Document extract:
** BEGIN **
Thursday, August 30, 2012

Initial thoughts on "Take the test when you're ready..."

Today was the first day of my Math Analysis students' "Summer Packet Exam".  I have already instituted the "test when you are ready" policy, meaning that if a student doesn't feel ready for the test, then I don't want them to take it. However, if they don't take it on "test day", then they have to take it on their OWN time outside of class.  While the rest of the class is taking the test, they are sitting off to the side studying and reviewing.

Today I had a total of 32 students (out of 95) choose to NOT take day 1 of the exam.  Out of those 32, 11 weren't allowed to yet anyways (they hadn't finished the summer work so they weren't approved).  However, that means 21 students chose to say "I'm not ready" and didn't take the exam.

Now, we will see when this "ordeal" is over if the test results make it worth it, but here are a few of my initial concerns:

1. I will have to make many more versions of the test (with answer keys) than years past.  Making the different versions isn't too difficult with the generator I have (Kuta Software), but making the answer keys for certain problems not from the generator (namely graphs with multiple parts, word problems, etc) is time consuming.   I suppose I could have rotating versions, but I would feel much better about having a completely different version every day.

2. Many students didn't communicate with me and showed up to class saying "I'm not going to take the test today." I'm not sure if they heard through the rumor mill that they could, or what.  My issue with this is:
-Students have had 6 class days to review and 6 school days to come in before school, at lunch, or after school to get help on the concepts they were struggling with.  No new content, just review.
-Many students did not ask a lot of questions during the review days even though (obviously) they had stuff they needed to ask about
-Several students really didn't think it was a big deal they weren't prepared and weren't focused during class.  I finally told one group, "If I showed up on the day of a test unprepared and chose not to take it, I would be working my butt off to practice, ask questions, and get ready.  I wouldn't want to fall behind."  I reminded them that they are going to be working double time doing the make-up work and the current work, and that I know what this class entails.. and "trust me, you don't want to fall behind, you will be stressed!"

3. What will I do with those students who just aren't "ever ready"?  Whether that be honestly, truly, they don't feel ready or they are just lazy and don't want to work at it?  I know I chose to this for this school year as a total experiment and really have no idea how it will all turn out, but I am concerned about that.


On another note, several students did not finish all the problems on the test in the given time.  I make my tests tough, but I truly believe that if a student is well-prepared, they should definitely finish the test.  I make the answer key and multiply that amount of time by 4.  If that is less than 54 minutes, then the students should have plenty of time.

So, for this exam, I allowed them to come back after school, or even tomorrow, to finish the test . However, when they continue to work on the test, they will be doing the remaining problems with "Version 2" instead of version 1.  (I just realized I had students come in after school to take version 2. Does that mean I need to give version 3 tomorrow morning and a version 4 tomorrow during class?!?! argh!)

So, one issue occurred that concerned me:
-Students circled problems they wanted to come back to work on that they actually tried halfway and got stuck on... assuming that what I said meant "It's okay go study and ask your friends, cram the info in, and then come back and finish the test."
** END **
Extracted material:
** BEGIN **
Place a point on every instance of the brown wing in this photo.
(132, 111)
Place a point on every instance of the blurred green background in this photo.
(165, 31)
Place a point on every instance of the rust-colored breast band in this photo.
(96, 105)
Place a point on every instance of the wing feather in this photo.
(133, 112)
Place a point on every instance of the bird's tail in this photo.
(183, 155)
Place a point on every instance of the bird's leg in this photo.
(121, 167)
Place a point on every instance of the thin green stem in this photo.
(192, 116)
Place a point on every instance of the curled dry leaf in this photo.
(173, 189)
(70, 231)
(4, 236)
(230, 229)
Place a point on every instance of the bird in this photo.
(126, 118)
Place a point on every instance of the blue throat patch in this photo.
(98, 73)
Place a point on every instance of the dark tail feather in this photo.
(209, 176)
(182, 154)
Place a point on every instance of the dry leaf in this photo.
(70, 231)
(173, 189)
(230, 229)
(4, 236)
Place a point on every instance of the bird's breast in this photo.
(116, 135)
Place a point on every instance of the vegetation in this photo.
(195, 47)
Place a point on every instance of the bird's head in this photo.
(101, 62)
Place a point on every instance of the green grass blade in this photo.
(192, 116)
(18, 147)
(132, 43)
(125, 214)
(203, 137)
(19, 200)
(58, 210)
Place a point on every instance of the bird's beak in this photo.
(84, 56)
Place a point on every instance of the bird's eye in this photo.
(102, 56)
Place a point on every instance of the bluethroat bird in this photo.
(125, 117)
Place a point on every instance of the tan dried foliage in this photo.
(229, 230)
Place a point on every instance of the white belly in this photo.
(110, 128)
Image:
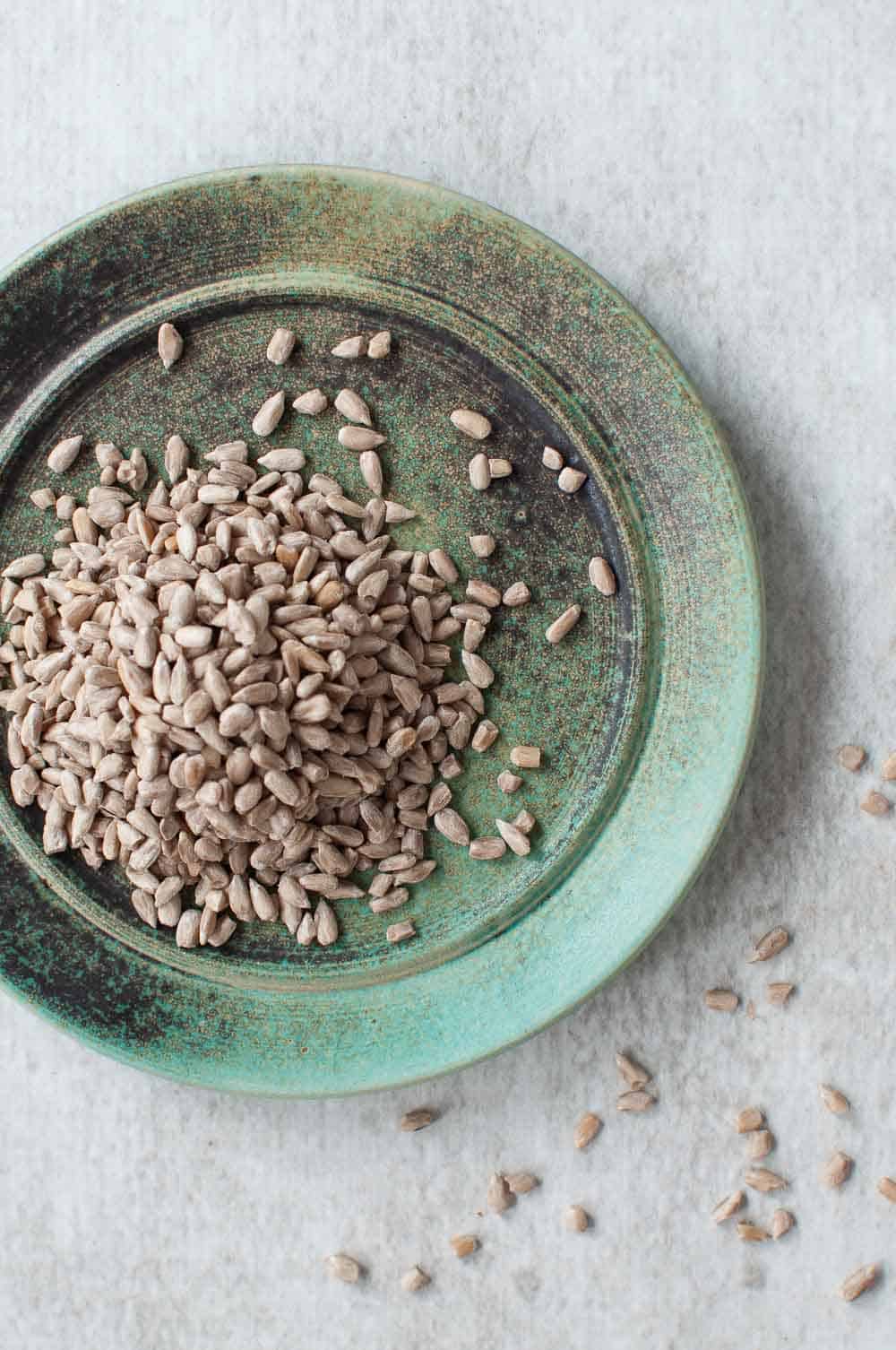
** END **
Tasks:
1 - Name each time of the school day at which, according to the post about the "test when you're ready" policy, students could come in to get help before the exam.
2 - Answer these questions using the post about the "test when you're ready" policy, one per line:
(a) How many students out of 95 chose not to take day 1 of the exam?
(b) Which generator does the teacher use to make different versions of the test?
(c) By what number does the teacher multiply the time spent making the answer key?
3 - Write the next part of the post about the "test when you're ready" policy, picking up after its final sentence.

Task results:
1 -
Before school
At lunch
After school

2 -
(a) 32
(b) Kuta Software
(c) 4

3 -
I even had a student who left the difference quotient problems blank and was coming up after school to finish and I hear him right outside my door asking a student who is there what the difference quotient is and how to simplify it!

I had a student come after school and stayed for a full hour staring at four problems (all the same type) with no idea how to do them.  These problems were simple function transformations and should have taken him less than a minute apiece.  What do I tell that kid?  Take the low score and come back and retake it when you are ready?  Or, do I just not grade those problems and let him come redo those ones the next day?  Or ....?  I feel like this "test when you are ready" thing is making me re-consider and think through how I've done re-assessments in the past.  (My ultimate goal is that there won't need to be as many re-assessments!!)

I keep thinking in my head that "I just want you to prove it to me that you understand it", but since these kids are so well trained that it's all about the grade and it's all about the points, it's tough.  It's really about the learning, and the deep understanding.  All of these problems will show up again, either scaffolded into later material or just brought back up for review.  If they just cram it in now, they will have to re-learn it later.

Ok, so what's my take-away from Day 1?   I'm very interested to see how the kids that took the exam did.  I'm even more interested to see how these students who "don't feel ready today" do, and how soon they take it... and if they are going to be a problem in terms of internal motivation of getting the stuff completed.

I'm also wondering if I'm going to have to implement some sort of boundaries or guidelines for students who can't handle this type of freedom...

Have you instituted something similar to this?  If so, what has been your experience? What have you learned? What's worked? What hasn't?  What tips or advice would you give?

Idea from a colleague on Edmodo - thank you for the great idea, Mr. Szybisty!: 

Mr. Szybisty - Awesome idea! Here's one idea that could possibly help to answer some of your concerns. Have the students write an "action plan" while the other students take the test. The action plan would help the students reflect. Why am I not ready today? What will I do to get ready? Then, have the students set the date when they will retake it and have you approve it. This would help students to be more insightful, communicate better with you, and take responsibility because they set the test date. Let me know how you solve this problem!

Ms. Dieter - You could also have a certain deadline that they have to have completed the test and require that they give you the action plan before the day of the test. For example, if the test is Friday they have to give you their action plan on Thursday and then bring something to study on Friday while everyone else is taking the test.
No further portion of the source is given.